Copy every line of the data that includes the string "mustache".

[Source material]

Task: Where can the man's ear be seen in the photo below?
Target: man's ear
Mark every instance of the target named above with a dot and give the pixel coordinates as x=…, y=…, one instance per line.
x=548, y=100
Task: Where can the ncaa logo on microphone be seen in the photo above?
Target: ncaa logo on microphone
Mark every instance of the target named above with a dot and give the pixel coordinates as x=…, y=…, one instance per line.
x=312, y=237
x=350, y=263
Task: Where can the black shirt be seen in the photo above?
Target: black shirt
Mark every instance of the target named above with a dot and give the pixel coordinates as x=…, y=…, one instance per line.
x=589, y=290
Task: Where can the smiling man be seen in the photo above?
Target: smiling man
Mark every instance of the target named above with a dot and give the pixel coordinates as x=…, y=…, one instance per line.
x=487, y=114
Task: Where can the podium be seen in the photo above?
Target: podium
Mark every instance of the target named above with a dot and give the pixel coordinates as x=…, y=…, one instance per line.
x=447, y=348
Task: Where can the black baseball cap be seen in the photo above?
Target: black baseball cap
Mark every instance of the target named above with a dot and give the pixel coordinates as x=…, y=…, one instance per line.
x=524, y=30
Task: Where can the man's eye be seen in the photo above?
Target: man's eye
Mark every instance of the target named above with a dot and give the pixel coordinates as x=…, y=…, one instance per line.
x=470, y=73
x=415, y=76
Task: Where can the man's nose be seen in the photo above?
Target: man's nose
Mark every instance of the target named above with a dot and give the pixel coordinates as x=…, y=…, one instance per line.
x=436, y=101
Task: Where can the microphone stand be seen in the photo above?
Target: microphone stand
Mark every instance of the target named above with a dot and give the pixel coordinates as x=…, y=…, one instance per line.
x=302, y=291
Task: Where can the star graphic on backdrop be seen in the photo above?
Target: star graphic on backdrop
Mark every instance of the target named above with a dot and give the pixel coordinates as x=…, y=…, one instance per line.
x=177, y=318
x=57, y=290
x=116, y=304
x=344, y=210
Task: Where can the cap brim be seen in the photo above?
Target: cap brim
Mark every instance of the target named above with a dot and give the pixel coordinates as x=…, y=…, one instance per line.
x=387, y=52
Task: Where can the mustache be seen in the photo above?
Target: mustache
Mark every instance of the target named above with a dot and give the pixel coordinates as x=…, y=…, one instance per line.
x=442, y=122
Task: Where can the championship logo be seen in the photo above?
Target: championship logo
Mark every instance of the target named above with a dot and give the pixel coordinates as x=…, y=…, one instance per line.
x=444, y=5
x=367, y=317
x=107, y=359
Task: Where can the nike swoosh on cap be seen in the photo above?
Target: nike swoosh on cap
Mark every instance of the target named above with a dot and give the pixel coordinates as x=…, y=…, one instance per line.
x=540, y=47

[/Source material]

> [Written answer]:
Task: Where can the mustache be seen in the photo above?
Target: mustache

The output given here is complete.